[First Look] Öhlins TTX 22 M Universal
[First Look] Öhlins TTX 22 M Universal
In recent weeks, Öhlins announced two big pieces of news : first off they told us about their new rear twin tube rear damper – the TTX 22 M Universal. The second bit of big news mainly pertains to consumers in the US : Specialized no longer holds an exclusive on Öhlins so they’re becoming available for all other bike brands. After receiving prior notice we reached out to the renowned Swedish brand to inquire about testing the new coil damper on our Dream Bike. They obliged and we’re going to be providing them with some feedback on the shock and its tune in accordance with the Maiden as this is the first time they’ve fitted a shock to it. Anyhow, here’s what you need to know about their new high end unit…
• 3 level high-speed compression adjustment
• 16 click low-speed compression adjustment
• 7 click rebound damping adjustment
• Shock length/stroke: 8.5×2.5”, 8.75×2.75”, 9.5×3”, 10.5×3.5”, 7.87×2.25”, 7.87×2.0”, 7.5×2.0”
• Metric sizing options to follow
• Spring weights have been reduced 25 – 30%
• 23 pound spring increments
• Spherical bearings eyelets offered as an option on widths up to 22 mm
• Nitrogen pressurized bladder reservoir system
• Weights from 423 grams to 454 grams including ball joint
• Price : $750 US (with spring)
• Availability : Universal – NOW
• Availability : Specific Fitment Gold Series – “Early 2017”
• Aimed at the Enduro/Gravity segment, the TTX 22 M is essentially split up between the two disciplines and tuned according to either shocks that will be pedaled or shocks that wont.
Looking back, the original side by side TTX reservoir(left) that we first saw from Öhlins on the Specialized Demo looks dramatically different from the new inline one(right). According to Öhlins, functionally and internally the shocks are essentially the same but the reservoir is simply configured differently. Öhlins will continue to sell both versions to broaden compatibility options for frame clearance as well as water bottle clearance.
As far as fitment is concerned, our contact stated “We are going to offer off the shelf dedicated fitments including hardware and tunes for most of the popular trail and DH bikes, taking the complication out of buying a shock and following what we have done with Specialized, we’ll give consumers the adjustment they need without any of the head scratching.”
3-Position High Speed Compression
This new shock isn’t solely aimed at the DH crowd. Öhlins also looks to outfit those racing enduro, or riders looking to transform their mid travel bike into a monster by slapping a coil sprung shock on it. For shocks with a stroke shorter than 2.5″, Öhlins incorporates much heavier damping at the 3rd position on the high speed adjuster. This isn’t a full on lock out, but it should make pedaling much more efficient. For DH applications with anything over a 2.5″ shock stroke, that 3rd position is simply a firmer setting for faster and/or heavier riders looking for more support.
○ ○ ○
## [GIVEN EXERCISE 1]
What price does the Öhlins TTX 22 M preview list for the shock?
## [GIVEN EXERCISE 2]
In the Öhlins TTX 22 M preview, translate this sentence into Spanish: "This isn’t a full on lock out, but it should make pedaling much more efficient."
## [GIVEN EXERCISE 3]
Write the next paragraph of the Öhlins TTX 22 M preview, picking up right after its last sentence.

## [DATA EXTRACT]
○ ○ ○
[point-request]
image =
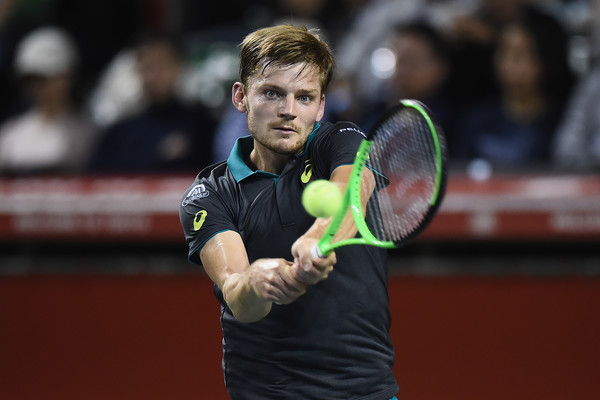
○ ○ ○
## [TASK RESULT 1]
$750 US, with spring.

## [TASK RESULT 2]
No es un bloqueo total, pero debería hacer que el pedaleo sea mucho más eficiente.

## [TASK RESULT 3]
Öhlins reduced their spring weights by 25-30%. Out of curiosity we compared their spring to one that we had laying around. On the left is a 400# X 3.0″ steel spring from another brand, and on the right is their 411# X 3.0″ spring. The Öhlins spring is also steel, but using a special alloy, helping it come in at an impressive 199 grams lighter. It might be unconventional and can be awkward trying to keep track of springs in 23 pound increments, but we’re all for a brand providing more options. Far too often riders are stuck between 50 pound spring rates so props to Öhlins for offering a better solution.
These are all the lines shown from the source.